Provided data =>
_____

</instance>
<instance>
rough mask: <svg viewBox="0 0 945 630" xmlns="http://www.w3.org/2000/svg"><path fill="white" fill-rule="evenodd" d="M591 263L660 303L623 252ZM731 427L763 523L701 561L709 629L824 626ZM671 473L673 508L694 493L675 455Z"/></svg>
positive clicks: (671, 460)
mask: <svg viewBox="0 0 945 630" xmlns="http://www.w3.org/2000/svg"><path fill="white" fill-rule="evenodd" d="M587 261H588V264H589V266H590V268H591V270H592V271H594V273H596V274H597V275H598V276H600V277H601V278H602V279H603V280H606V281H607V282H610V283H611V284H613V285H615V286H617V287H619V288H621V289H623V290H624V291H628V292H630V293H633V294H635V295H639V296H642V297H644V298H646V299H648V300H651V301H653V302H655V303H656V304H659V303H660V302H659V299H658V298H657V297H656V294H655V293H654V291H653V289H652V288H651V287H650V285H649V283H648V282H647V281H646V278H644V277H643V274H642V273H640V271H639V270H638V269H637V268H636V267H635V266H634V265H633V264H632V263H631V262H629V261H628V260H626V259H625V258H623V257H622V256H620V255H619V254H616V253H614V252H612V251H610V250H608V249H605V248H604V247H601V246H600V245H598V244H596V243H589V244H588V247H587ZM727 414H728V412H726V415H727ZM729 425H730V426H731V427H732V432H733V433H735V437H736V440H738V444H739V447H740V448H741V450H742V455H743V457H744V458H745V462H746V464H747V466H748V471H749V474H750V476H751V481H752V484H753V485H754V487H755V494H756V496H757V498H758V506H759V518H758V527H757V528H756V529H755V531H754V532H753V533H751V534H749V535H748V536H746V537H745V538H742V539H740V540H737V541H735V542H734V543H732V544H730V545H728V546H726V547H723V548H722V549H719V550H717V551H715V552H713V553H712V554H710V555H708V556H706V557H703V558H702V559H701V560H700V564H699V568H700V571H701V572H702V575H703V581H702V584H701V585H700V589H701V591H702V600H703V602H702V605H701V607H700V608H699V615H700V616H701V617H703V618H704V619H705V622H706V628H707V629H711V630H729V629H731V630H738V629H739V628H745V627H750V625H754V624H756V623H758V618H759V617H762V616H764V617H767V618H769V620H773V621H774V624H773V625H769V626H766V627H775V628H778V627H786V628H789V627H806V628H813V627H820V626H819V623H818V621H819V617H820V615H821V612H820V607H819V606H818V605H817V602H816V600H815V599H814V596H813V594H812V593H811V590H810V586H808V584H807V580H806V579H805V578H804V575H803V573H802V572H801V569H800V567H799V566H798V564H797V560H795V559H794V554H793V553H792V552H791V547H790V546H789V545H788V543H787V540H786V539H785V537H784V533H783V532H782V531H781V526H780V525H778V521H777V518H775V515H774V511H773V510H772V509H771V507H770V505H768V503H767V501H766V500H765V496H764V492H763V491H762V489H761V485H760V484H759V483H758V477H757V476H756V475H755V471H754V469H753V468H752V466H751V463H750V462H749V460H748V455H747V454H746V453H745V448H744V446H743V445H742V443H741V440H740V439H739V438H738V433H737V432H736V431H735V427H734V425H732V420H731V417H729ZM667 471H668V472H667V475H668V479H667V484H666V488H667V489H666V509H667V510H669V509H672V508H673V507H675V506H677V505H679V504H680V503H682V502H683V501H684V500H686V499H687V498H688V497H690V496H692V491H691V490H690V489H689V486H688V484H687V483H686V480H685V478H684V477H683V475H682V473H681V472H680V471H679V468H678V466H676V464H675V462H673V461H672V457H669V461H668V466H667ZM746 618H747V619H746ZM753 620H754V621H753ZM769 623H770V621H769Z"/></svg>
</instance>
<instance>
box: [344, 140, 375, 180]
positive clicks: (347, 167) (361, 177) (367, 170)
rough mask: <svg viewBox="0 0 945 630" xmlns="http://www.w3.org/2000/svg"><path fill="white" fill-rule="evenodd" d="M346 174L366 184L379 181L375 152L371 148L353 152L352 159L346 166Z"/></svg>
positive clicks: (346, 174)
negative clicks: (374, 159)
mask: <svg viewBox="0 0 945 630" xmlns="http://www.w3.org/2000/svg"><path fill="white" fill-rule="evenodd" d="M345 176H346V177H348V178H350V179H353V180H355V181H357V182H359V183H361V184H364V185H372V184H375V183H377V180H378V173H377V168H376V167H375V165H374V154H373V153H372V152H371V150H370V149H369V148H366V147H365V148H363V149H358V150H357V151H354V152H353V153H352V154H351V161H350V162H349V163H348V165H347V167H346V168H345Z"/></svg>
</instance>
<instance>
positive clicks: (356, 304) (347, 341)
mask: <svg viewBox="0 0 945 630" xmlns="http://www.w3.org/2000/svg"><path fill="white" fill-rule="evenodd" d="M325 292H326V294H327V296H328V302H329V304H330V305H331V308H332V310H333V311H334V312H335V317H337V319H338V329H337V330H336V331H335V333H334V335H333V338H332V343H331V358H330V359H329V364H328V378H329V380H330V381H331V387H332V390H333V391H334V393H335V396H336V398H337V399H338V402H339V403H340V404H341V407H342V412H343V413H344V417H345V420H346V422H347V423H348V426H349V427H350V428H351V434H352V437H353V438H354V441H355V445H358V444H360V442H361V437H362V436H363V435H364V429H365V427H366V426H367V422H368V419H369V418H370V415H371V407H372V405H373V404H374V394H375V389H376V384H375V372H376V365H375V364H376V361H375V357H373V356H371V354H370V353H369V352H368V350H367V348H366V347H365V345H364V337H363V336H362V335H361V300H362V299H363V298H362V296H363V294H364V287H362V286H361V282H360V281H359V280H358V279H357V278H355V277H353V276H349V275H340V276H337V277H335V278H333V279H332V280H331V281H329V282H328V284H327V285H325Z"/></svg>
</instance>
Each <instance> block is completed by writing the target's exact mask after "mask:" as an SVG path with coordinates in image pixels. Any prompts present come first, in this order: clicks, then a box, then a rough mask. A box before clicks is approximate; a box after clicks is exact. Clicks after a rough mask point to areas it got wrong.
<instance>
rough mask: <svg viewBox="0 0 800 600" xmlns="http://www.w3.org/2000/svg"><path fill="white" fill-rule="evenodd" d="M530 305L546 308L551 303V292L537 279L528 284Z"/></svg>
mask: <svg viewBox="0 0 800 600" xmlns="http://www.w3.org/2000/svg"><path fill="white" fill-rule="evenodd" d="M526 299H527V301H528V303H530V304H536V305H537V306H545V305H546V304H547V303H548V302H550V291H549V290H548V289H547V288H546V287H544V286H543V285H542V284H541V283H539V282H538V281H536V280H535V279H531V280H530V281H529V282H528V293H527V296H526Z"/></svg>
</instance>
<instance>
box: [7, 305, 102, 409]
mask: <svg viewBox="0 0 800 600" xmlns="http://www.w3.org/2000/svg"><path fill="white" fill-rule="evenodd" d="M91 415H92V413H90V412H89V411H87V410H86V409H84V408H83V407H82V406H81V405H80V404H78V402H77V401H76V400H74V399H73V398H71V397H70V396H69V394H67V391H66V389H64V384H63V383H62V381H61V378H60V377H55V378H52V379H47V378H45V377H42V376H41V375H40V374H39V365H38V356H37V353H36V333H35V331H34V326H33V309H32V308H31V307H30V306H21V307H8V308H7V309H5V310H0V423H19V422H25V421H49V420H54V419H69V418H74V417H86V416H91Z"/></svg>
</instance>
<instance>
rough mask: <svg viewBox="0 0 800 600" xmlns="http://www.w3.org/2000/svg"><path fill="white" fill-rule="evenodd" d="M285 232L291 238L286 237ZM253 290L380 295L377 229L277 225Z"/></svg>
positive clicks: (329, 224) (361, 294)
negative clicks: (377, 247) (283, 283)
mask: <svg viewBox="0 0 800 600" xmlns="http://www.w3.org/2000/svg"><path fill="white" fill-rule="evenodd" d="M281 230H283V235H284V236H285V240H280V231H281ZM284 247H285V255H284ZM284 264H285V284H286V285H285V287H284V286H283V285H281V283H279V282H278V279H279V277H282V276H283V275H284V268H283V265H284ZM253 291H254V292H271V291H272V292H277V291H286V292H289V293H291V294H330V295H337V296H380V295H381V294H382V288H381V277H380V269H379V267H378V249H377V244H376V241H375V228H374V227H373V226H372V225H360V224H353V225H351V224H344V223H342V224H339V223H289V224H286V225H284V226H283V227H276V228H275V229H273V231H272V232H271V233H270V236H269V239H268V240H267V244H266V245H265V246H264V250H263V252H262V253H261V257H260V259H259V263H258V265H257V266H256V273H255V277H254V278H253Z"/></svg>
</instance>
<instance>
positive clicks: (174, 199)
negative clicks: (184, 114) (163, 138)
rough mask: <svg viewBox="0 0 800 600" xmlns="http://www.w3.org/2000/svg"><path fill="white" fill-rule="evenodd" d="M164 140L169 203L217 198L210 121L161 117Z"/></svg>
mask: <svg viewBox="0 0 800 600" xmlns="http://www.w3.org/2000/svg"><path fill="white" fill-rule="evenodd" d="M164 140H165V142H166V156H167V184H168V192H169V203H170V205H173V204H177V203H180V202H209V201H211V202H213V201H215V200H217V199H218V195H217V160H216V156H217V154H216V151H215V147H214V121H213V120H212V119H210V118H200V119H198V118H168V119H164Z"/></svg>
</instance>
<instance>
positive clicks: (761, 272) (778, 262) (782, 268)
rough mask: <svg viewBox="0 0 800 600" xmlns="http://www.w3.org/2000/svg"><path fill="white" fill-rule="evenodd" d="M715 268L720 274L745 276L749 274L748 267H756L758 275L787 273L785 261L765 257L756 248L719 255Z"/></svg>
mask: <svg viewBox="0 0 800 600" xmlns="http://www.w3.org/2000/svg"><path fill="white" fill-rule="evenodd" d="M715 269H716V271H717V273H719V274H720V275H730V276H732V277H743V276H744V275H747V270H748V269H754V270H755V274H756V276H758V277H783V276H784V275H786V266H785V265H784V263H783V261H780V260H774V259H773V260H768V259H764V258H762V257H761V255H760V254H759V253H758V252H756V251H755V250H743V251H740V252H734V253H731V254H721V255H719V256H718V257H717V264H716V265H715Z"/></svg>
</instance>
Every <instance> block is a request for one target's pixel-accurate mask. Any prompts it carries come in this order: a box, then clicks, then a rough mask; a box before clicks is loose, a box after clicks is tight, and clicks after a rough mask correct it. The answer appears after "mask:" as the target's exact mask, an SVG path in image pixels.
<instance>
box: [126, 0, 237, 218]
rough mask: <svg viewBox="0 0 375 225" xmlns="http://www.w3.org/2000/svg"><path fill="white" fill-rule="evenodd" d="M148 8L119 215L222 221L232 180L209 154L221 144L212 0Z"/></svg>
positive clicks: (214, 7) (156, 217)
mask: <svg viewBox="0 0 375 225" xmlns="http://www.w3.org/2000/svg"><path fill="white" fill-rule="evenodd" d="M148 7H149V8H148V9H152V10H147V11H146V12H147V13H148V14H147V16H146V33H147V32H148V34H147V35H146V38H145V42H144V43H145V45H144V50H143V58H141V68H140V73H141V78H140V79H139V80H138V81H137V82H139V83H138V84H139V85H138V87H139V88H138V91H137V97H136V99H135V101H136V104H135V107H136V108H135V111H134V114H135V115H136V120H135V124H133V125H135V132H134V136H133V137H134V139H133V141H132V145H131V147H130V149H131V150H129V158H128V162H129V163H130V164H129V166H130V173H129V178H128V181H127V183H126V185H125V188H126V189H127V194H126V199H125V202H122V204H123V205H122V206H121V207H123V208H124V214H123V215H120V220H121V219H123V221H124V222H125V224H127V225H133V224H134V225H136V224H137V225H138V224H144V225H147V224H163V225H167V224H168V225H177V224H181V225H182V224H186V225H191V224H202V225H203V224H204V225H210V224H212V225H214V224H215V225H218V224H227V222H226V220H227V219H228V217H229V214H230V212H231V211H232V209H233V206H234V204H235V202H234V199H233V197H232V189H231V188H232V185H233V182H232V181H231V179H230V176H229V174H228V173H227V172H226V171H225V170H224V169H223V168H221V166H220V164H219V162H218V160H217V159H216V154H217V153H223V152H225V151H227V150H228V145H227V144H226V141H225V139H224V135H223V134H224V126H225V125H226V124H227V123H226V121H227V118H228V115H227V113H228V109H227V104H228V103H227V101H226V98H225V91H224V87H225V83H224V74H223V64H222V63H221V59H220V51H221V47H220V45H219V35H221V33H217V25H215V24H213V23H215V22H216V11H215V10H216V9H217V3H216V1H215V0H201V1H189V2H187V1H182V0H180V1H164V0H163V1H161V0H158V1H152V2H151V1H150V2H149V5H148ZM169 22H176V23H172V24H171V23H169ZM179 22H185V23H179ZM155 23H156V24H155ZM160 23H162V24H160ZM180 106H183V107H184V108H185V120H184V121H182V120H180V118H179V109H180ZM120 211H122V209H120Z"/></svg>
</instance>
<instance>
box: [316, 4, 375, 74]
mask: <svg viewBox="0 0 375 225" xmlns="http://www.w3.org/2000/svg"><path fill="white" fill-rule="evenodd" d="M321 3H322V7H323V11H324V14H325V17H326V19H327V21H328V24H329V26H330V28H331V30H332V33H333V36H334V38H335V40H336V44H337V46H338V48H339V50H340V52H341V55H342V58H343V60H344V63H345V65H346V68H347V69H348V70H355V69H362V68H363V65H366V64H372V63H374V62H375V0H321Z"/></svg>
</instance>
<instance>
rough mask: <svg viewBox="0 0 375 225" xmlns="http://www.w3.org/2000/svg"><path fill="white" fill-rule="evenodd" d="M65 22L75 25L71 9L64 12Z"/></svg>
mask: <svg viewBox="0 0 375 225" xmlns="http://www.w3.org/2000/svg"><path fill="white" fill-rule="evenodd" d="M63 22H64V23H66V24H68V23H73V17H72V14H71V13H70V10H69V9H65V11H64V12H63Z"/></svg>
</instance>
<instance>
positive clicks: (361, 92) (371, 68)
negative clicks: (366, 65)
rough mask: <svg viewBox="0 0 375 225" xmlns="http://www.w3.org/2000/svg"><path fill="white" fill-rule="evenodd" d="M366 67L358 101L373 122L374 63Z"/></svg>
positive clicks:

_____

Activity => List every line of the listing that contains the string "exact". Case matters.

Finished task =>
Each <instance> block is completed by writing the target's exact mask after "mask:" as an SVG path with coordinates in image pixels. Any prompts present come first, in this order: clicks, then a box, then a rough mask. A box before clicks is approximate; a box after clicks is exact. Clicks after a rough mask point to areas it got wrong.
Every <instance> block is a request for one target's pixel-accurate mask. Any prompts it carries come in this order: a box, then clicks, then a rough mask; a box before clicks is loose, a box after clicks is tight, and clicks after a rough mask correct it. The answer appears after "mask:" as the target's exact mask, an SVG path in image pixels.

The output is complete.